#### Task statement:
Please count the lines in the records below that contain the word "framed", treating case as significant, and give only the number.
BEGIN
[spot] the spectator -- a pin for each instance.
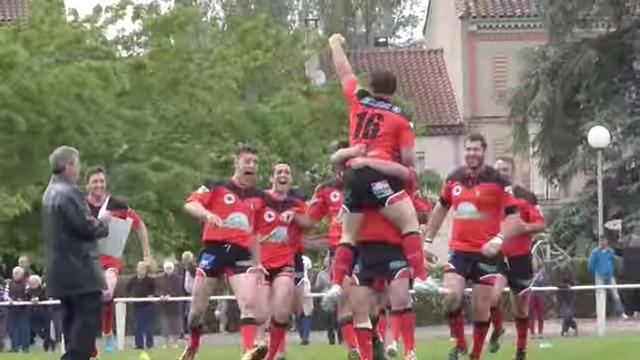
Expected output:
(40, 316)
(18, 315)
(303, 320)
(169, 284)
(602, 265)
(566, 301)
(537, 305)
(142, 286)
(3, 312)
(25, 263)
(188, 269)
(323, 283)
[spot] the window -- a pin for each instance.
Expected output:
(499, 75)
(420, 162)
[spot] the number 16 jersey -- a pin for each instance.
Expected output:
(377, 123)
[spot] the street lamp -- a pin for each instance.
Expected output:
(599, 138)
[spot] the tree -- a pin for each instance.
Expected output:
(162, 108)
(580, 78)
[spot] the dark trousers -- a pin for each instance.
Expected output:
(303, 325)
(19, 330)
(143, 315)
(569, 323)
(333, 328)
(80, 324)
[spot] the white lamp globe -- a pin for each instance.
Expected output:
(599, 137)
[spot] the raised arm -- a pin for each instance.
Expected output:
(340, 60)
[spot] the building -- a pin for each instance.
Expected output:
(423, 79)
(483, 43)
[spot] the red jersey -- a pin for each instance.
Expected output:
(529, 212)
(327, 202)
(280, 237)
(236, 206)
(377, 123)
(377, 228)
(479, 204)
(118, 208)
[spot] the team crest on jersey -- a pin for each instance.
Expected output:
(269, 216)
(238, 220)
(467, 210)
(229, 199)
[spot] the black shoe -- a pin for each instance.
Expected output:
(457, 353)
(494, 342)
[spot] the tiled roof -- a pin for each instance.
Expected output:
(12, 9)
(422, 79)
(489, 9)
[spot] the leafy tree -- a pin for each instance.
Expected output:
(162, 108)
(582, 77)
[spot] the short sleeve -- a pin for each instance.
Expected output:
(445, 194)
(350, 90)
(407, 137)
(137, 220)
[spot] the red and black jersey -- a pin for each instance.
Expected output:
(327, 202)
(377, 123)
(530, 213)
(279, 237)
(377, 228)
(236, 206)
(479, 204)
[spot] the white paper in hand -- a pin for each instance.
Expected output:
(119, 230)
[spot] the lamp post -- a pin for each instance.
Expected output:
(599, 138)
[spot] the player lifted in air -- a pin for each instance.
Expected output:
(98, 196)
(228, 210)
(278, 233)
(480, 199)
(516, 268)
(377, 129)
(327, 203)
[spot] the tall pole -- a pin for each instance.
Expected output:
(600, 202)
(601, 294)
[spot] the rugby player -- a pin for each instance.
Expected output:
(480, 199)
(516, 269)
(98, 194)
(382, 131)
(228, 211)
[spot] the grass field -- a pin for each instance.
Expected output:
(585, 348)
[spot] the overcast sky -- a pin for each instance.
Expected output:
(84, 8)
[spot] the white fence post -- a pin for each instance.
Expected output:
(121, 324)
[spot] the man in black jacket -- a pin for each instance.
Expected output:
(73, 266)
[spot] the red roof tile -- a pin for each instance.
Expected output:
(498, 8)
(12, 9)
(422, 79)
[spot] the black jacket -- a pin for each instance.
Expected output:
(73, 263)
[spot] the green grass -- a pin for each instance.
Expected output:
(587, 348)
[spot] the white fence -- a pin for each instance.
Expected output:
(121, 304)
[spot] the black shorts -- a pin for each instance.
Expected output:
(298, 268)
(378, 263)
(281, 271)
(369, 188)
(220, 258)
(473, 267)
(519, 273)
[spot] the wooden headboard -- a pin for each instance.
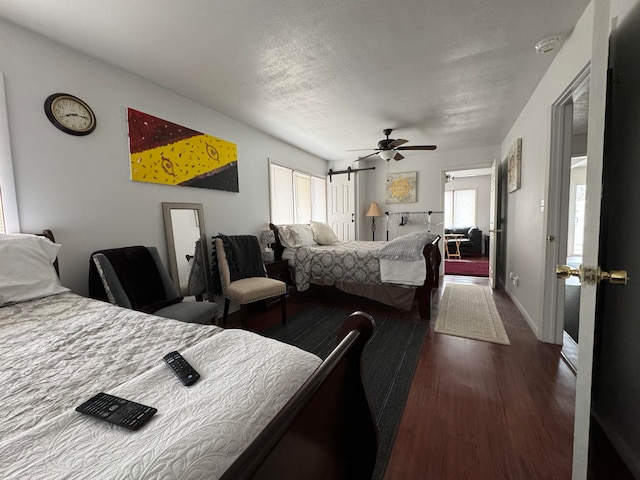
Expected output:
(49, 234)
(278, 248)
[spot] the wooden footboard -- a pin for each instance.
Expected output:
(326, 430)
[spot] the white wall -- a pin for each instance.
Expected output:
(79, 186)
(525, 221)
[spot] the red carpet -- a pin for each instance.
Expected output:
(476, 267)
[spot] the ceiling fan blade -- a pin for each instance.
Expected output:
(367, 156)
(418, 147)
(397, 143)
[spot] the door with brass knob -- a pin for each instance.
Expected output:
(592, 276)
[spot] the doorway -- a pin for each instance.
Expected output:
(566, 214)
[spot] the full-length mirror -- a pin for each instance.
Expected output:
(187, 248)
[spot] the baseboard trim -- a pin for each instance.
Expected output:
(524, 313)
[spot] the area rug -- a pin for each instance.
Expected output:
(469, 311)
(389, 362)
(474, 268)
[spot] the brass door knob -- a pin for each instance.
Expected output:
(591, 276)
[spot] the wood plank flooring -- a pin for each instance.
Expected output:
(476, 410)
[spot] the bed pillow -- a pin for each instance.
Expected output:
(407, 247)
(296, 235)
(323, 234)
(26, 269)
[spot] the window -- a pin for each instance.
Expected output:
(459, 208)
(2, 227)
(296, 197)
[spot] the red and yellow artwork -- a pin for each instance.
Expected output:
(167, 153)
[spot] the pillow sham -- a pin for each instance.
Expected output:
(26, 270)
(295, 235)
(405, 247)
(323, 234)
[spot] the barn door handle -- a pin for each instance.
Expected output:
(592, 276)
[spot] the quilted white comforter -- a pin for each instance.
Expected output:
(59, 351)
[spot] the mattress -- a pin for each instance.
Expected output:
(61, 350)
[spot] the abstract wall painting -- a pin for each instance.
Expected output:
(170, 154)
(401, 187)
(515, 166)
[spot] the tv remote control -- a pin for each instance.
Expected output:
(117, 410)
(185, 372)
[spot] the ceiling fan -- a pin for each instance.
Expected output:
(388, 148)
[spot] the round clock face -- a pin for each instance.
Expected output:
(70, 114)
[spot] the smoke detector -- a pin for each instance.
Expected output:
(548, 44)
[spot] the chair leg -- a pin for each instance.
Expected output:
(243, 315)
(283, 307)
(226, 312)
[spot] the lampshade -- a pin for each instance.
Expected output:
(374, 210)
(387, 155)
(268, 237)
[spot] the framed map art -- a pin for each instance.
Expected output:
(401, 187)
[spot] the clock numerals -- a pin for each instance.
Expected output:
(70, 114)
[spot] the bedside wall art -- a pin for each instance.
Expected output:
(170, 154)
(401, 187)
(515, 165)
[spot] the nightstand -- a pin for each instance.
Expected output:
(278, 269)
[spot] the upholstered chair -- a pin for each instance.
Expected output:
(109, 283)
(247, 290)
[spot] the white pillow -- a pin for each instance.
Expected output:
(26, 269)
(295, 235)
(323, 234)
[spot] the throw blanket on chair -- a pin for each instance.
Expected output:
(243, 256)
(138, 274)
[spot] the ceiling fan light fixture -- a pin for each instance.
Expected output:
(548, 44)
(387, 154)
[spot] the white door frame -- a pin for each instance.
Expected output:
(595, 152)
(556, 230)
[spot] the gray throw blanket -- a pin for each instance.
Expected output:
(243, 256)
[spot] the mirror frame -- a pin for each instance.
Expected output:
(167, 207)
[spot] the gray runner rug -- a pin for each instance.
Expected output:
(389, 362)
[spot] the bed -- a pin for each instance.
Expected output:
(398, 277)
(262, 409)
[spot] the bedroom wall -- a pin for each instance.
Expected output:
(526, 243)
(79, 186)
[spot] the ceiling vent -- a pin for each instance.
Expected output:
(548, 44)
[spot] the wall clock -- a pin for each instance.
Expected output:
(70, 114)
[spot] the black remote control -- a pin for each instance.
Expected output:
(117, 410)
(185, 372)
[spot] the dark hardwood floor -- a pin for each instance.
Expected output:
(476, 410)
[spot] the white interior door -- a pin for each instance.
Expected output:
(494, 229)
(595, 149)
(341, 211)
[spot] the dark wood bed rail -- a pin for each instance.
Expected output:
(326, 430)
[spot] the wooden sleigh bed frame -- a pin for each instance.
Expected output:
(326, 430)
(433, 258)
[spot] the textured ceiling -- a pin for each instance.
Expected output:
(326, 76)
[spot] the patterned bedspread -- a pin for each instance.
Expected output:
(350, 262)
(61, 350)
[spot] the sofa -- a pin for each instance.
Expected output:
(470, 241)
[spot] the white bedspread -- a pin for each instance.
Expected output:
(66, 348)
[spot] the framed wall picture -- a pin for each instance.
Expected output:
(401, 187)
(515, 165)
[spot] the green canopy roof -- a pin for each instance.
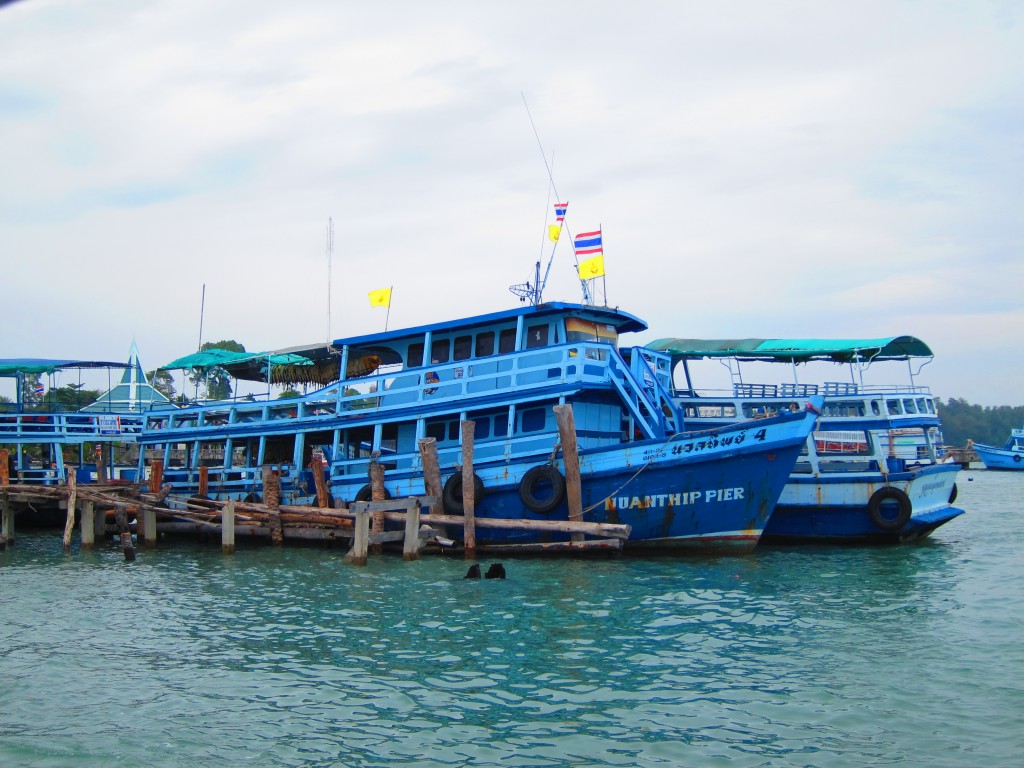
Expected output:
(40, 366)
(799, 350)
END
BEGIN
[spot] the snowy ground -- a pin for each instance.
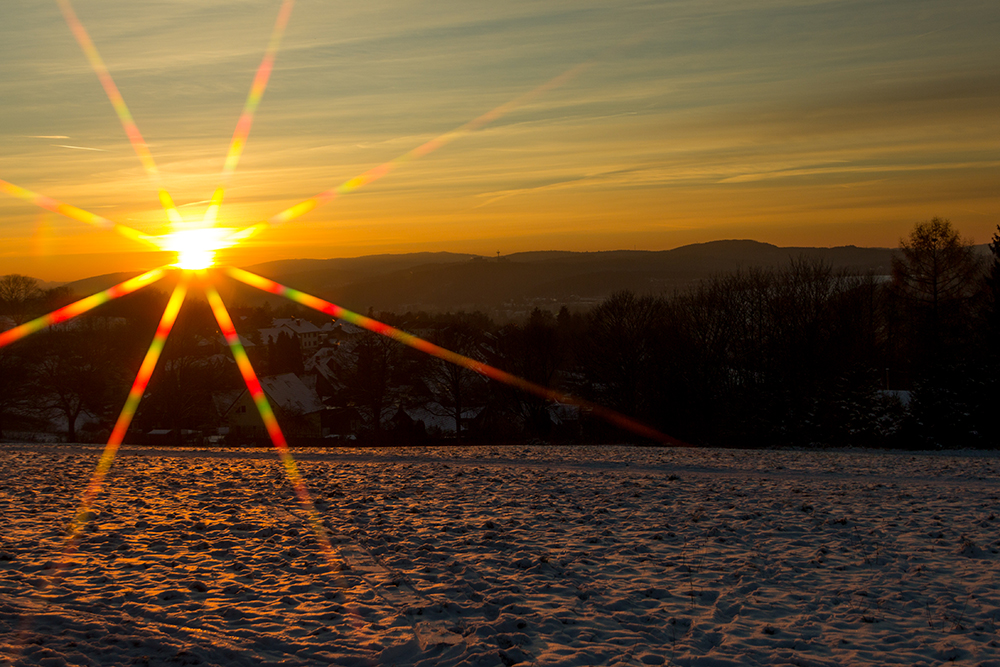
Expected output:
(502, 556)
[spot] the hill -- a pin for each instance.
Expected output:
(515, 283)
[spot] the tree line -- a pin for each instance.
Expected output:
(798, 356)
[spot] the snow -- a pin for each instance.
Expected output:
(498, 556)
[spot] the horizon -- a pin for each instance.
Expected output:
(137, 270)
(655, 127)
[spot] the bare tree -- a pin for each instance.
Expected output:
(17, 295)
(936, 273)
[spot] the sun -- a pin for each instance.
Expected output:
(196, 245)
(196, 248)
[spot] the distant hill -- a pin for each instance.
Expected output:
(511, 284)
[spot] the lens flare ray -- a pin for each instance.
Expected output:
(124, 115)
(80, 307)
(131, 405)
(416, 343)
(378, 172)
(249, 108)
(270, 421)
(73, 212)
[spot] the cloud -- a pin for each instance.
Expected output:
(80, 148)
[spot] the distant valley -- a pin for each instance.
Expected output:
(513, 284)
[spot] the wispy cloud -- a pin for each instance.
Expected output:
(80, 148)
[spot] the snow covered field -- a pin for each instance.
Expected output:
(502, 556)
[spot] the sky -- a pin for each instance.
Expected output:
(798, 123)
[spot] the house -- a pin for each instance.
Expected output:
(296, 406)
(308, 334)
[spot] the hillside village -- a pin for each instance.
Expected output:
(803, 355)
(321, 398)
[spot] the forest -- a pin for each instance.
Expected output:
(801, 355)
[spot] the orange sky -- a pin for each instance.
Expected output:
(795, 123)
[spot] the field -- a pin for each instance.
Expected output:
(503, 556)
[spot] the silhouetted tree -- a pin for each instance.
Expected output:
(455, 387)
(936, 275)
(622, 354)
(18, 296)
END
BEGIN
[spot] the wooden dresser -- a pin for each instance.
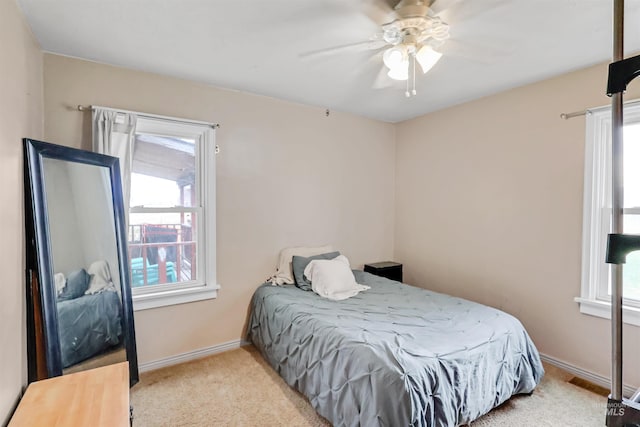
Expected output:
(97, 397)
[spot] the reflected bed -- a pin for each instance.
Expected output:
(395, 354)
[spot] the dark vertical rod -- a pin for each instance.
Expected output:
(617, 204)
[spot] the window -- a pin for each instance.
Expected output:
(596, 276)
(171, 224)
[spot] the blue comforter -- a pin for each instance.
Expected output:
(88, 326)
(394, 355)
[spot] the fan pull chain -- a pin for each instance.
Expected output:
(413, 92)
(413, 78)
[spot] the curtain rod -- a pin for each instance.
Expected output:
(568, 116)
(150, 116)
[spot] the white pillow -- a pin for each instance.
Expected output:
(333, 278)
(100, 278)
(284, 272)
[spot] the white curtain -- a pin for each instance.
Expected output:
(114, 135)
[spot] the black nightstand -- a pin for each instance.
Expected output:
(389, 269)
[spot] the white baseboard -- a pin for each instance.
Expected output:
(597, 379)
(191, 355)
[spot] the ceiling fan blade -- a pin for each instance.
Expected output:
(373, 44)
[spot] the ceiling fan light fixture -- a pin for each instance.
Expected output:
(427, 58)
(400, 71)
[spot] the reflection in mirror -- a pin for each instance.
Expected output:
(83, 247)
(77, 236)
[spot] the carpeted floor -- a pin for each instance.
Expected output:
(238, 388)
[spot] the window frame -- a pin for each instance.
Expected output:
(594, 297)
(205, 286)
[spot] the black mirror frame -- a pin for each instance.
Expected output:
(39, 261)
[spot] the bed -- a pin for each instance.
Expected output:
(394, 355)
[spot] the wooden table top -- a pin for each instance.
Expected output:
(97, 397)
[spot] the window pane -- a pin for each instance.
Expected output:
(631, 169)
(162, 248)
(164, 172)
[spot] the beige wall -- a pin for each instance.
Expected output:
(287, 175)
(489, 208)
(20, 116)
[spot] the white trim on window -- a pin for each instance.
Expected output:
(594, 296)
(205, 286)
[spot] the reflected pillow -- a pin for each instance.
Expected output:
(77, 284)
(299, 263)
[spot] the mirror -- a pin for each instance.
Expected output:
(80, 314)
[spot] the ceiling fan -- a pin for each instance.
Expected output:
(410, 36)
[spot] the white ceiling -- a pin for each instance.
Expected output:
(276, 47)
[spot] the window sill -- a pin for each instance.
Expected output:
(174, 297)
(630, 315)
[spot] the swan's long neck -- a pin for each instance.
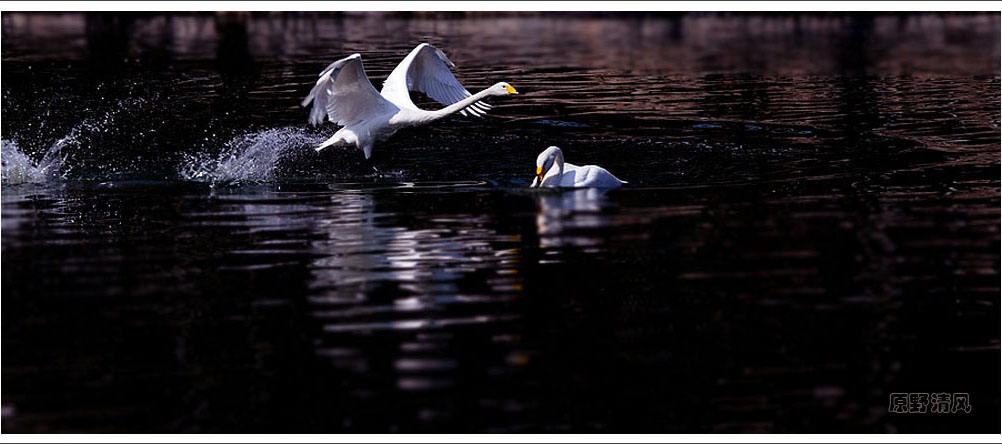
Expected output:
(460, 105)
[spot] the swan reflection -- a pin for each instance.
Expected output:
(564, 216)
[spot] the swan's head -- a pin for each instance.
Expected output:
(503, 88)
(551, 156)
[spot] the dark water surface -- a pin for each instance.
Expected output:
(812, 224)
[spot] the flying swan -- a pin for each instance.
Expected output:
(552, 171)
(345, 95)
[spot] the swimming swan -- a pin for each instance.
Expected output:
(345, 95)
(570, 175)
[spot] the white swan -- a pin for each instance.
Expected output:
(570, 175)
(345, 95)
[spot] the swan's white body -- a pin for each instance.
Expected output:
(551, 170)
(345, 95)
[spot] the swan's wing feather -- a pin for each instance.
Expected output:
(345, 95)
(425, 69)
END
#### Solution for this task:
2